* **Questions**:
**1)** Answer these about the text on processing interview transcripts, marking each answer (a), (b), (c):
(a) Roughly how long does the claim say a dedicated skill run takes per file?
(b) What does the mechanism section say the model fills inter-transcript gaps with?
(c) What example of highly structured, templated transcripts appears under the conditions?
**2)** Write a continuation of the text on processing interview transcripts, picking up after its last sentence.
___ Text provided ___
Claim
When Claude processes multiple interview transcripts in a single batch prompt, fabrication rates increase significantly. Reliable extraction requires a dedicated skill run per transcript at roughly three minutes per file, not a bulk-processing approach.
Mechanism
Batch prompts averaging across multiple transcripts lose the specific context and constraints that keep outputs grounded. The model fills inter-transcript gaps with plausible-sounding inference. Running a dedicated skill per transcript provides tighter constraints and a smaller context window, reducing the inferential surface where fabrication occurs. The per-transcript model also makes spot-checking tractable: verify one file and you know the method holds across the batch.
Conditions
Holds when: transcripts contain heterogeneous content from different customers, contexts, or time periods.
Fails when: transcripts are highly structured and templated (e.g., support tickets with a fixed schema), reducing inferential ambiguity. Three minutes per transcript at scale may not be operationally feasible for programs with 100+ interviews.
___ Supplied data ___
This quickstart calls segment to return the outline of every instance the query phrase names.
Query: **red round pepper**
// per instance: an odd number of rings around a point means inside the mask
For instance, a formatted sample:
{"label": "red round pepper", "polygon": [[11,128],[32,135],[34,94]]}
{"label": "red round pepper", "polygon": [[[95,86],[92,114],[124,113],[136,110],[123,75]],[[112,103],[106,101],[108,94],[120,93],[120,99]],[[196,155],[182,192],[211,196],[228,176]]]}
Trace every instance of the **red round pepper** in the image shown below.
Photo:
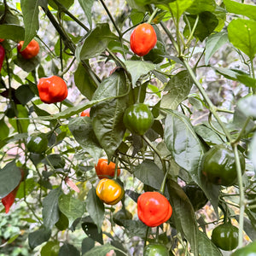
{"label": "red round pepper", "polygon": [[3,63],[4,61],[5,50],[4,48],[0,44],[0,72],[3,67]]}
{"label": "red round pepper", "polygon": [[44,103],[55,103],[64,101],[67,96],[67,86],[58,76],[42,78],[38,80],[39,97]]}
{"label": "red round pepper", "polygon": [[137,199],[138,218],[148,227],[166,222],[172,213],[169,201],[159,192],[145,192]]}
{"label": "red round pepper", "polygon": [[157,42],[154,27],[148,23],[138,25],[131,32],[130,46],[131,50],[139,56],[147,55]]}
{"label": "red round pepper", "polygon": [[32,39],[27,44],[27,46],[22,51],[20,51],[23,44],[24,44],[24,41],[20,41],[18,44],[17,48],[18,48],[19,53],[22,55],[22,57],[24,59],[27,59],[27,60],[32,59],[38,54],[39,49],[40,49],[40,46],[39,46],[38,43],[36,40]]}

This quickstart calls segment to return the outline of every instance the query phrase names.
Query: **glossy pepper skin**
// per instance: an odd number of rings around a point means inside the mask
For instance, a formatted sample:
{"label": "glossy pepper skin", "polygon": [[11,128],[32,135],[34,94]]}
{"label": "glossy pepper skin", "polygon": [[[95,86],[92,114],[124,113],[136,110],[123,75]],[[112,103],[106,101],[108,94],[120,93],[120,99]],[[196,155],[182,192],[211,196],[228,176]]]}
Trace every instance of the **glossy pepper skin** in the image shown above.
{"label": "glossy pepper skin", "polygon": [[28,137],[26,148],[29,152],[42,154],[48,148],[48,139],[44,133],[32,134]]}
{"label": "glossy pepper skin", "polygon": [[148,227],[166,222],[172,213],[170,202],[159,192],[145,192],[137,199],[138,218]]}
{"label": "glossy pepper skin", "polygon": [[152,126],[154,116],[146,104],[136,103],[125,109],[123,122],[132,133],[143,135]]}
{"label": "glossy pepper skin", "polygon": [[149,243],[144,247],[143,256],[169,256],[169,252],[163,244]]}
{"label": "glossy pepper skin", "polygon": [[67,86],[58,76],[41,78],[38,83],[39,97],[44,103],[61,102],[67,96]]}
{"label": "glossy pepper skin", "polygon": [[3,45],[0,44],[0,72],[3,67],[3,63],[4,61],[4,56],[5,56],[5,50]]}
{"label": "glossy pepper skin", "polygon": [[208,201],[204,191],[195,183],[189,183],[183,188],[196,212]]}
{"label": "glossy pepper skin", "polygon": [[125,190],[115,180],[102,178],[96,186],[96,195],[107,205],[117,204],[124,196]]}
{"label": "glossy pepper skin", "polygon": [[231,256],[256,256],[256,241],[237,249]]}
{"label": "glossy pepper skin", "polygon": [[[110,162],[108,164],[108,160],[100,158],[96,166],[95,166],[96,172],[100,179],[113,177],[115,163]],[[120,175],[120,169],[117,169],[118,176]]]}
{"label": "glossy pepper skin", "polygon": [[212,233],[212,242],[224,251],[231,251],[238,246],[239,230],[230,222],[217,226]]}
{"label": "glossy pepper skin", "polygon": [[[239,152],[241,172],[245,171],[245,159]],[[224,144],[215,145],[202,159],[201,172],[207,179],[216,185],[231,186],[236,182],[235,155]]]}
{"label": "glossy pepper skin", "polygon": [[18,44],[17,48],[18,52],[22,55],[24,59],[29,60],[35,57],[40,50],[38,43],[34,39],[32,39],[23,50],[21,50],[24,41],[20,41]]}
{"label": "glossy pepper skin", "polygon": [[80,116],[88,116],[90,117],[90,108],[87,108],[85,110],[84,110],[81,113]]}
{"label": "glossy pepper skin", "polygon": [[131,50],[138,56],[147,55],[157,42],[154,27],[148,23],[138,25],[131,32],[130,46]]}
___
* **Outputs by task**:
**1)**
(a) About three minutes per file.
(b) Plausible-sounding inference.
(c) Support tickets with a fixed schema.

**2)**
Evidence
Pierri found that batch-processing customer transcripts with Claude produced fabrications during a live research workflow. Reliable output required a dedicated per-transcript skill at roughly three minutes per file.
"AI needs A LOT of help to do a good job (way more than the average person realizes)." — Anthony Pierri, LinkedIn, May 2026
Signals
- Quotes attributed to specific customers in batch output cannot be verified in source transcripts
- Per-transcript skill runs produce extractions that survive spot-check verification
Counter-evidence
Batch processing with structured output formats and explicit grounding instructions can reduce fabrication rates. Three minutes per transcript may not scale for large research programs. Smaller context windows in cheaper models may narrow the gap.